# [Text excerpt]
_ _ _

What is the Windows Kernel?
The Windows NT kernel (ntoskrnl.exe) is the core of the Windows operating system, managing memory, processes, threads, I/O, and hardware abstraction for all user-mode and kernel-mode components. It runs with the highest privilege level on the system (Ring 0) and has direct access to all hardware and memory. Local privilege escalation vulnerabilities in the Windows kernel allow an attacker who already has code execution at a limited privilege level to elevate to SYSTEM — the highest privilege level — by exploiting flaws in how the kernel manages concurrent access to sensitive data structures.
Overview
CVE-2024-38106 is a race condition vulnerability in the Windows kernel that allows a local, low-privileged attacker to escalate privileges to SYSTEM by winning a timing-dependent race condition in a kernel code path. Microsoft and CISA simultaneously disclosed this as a zero-day on August 13, 2024, with the same-day KEV addition confirming active in-the-wild exploitation as part of the August 2024 Patch Tuesday zero-day cluster. The CVSS Attack Complexity is High (AC:H) due to the race condition requirement, but exploit developers routinely loop the race hundreds or thousands of times per second to achieve reliable exploitation.

_ _ _

# [Data supplied]
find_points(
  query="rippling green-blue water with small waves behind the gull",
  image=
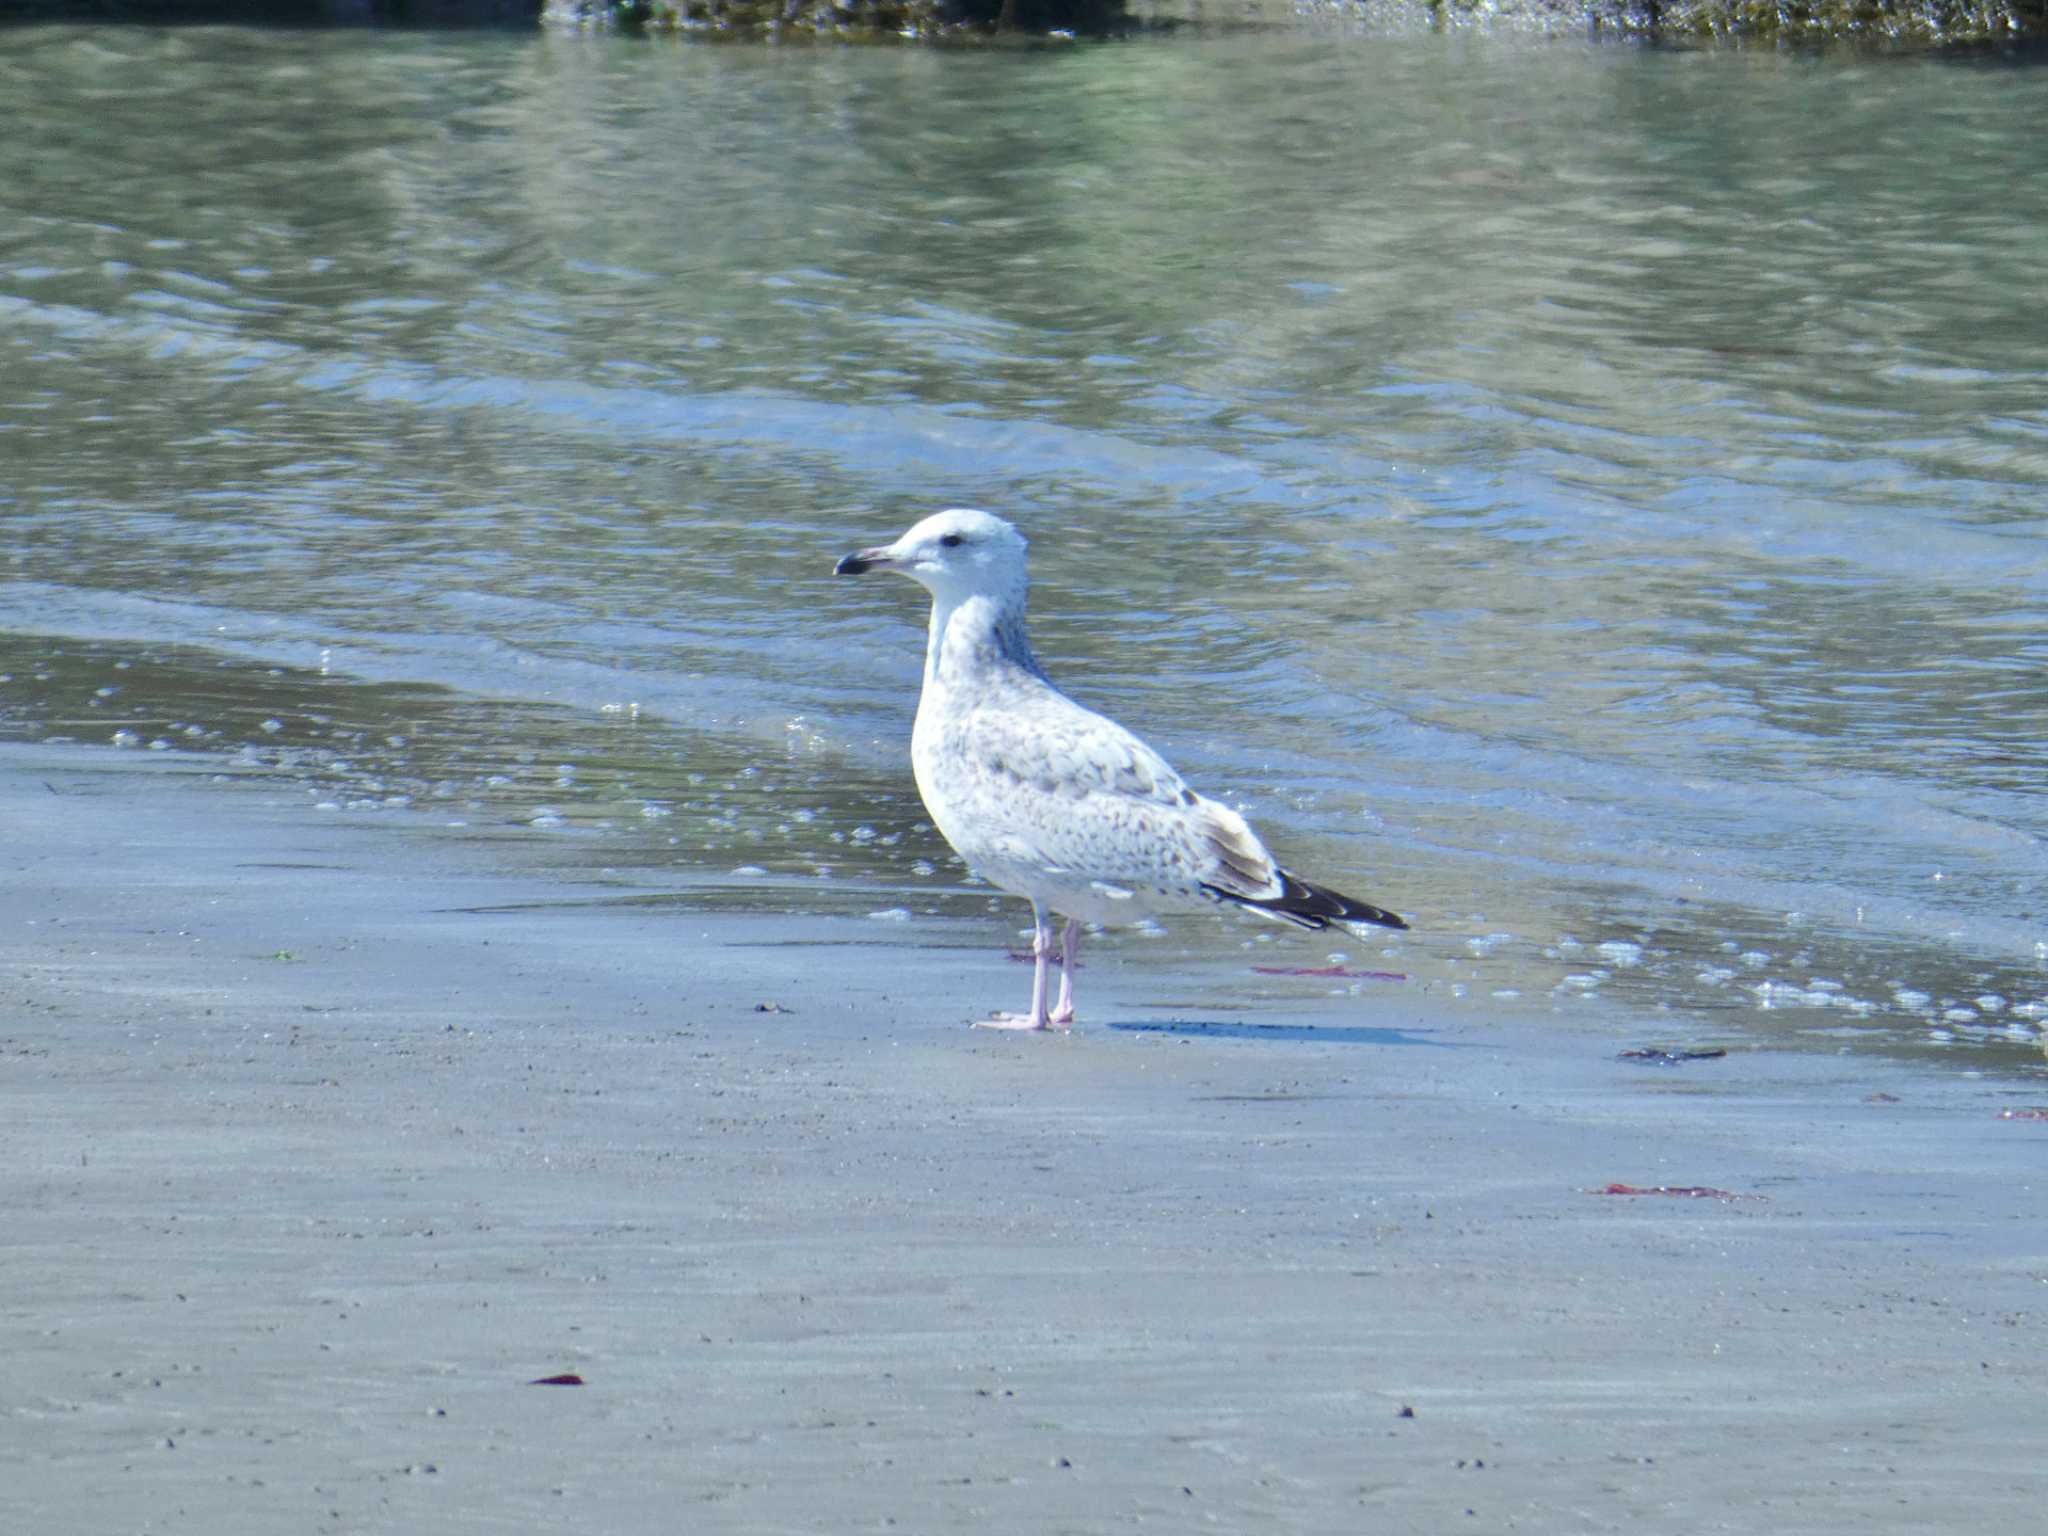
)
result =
(1588, 499)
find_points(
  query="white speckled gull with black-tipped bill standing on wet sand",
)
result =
(1050, 800)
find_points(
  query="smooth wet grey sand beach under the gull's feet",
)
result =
(323, 1138)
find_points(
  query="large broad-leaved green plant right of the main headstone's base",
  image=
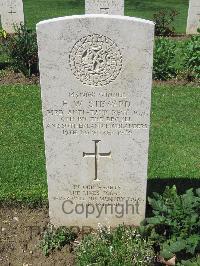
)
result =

_ _ _

# [About this exercise]
Continue the Windows kernel vulnerability text from the point where it stops. The rows have nothing to do with what comes next.

# [Output of the exercise]
Affected Versions
| OS | Status |
|---|---|
| Windows 10 (all supported versions) | Patched August 2024 Patch Tuesday |
| Windows 11 (all supported versions) | Patched August 2024 Patch Tuesday |
| Windows Server 2012 and later | Patched August 2024 Patch Tuesday |
Technical Details
CWE-591 (Sensitive Data Storage in Improperly Locked Memory). Race conditions in the Windows kernel occur when multiple threads or concurrent execution paths access shared kernel data structures without proper synchronization. An attacker who can trigger a specific kernel operation from user space multiple times simultaneously can cause a time-of-check/time-of-use (TOCTOU) condition — where the kernel checks a security-relevant value, then the attacker races to modify it before the kernel acts on it, causing the kernel to operate on attacker-controlled data with elevated trust.
Winning the race escalates the attacker's process token or access privileges to SYSTEM level, enabling: credential theft from LSASS, disabling security software, installing kernel-mode drivers, or completing any action that requires SYSTEM privilege.
Discovery
Confirmed as a zero-day by Microsoft's simultaneous Patch Tuesday and CISA KEV addition on August 13, 2024. The August 2024 Patch Tuesday was notable for patching six zero-days simultaneously, including CVE-2024-38107, CVE-2024-38178, CVE-2024-38189, and CVE-2024-38193 — some of which were used by North Korean APTs in the same period.
Exploitation Context
Windows kernel privilege escalation zero-days are exploited as the second stage in multi-step attack chains: after initial access via a browser exploit, phishing, or web application compromise, the kernel LPE completes the privilege escalation to SYSTEM. The August 2024 cluster of Windows zero-days coincided with the Citrine Sleet / Lazarus Group campaign using Chrome V8 exploits (CVE-2024-7971, CVE-2024-7965) combined with Windows kernel privilege escalation for full OS compromise.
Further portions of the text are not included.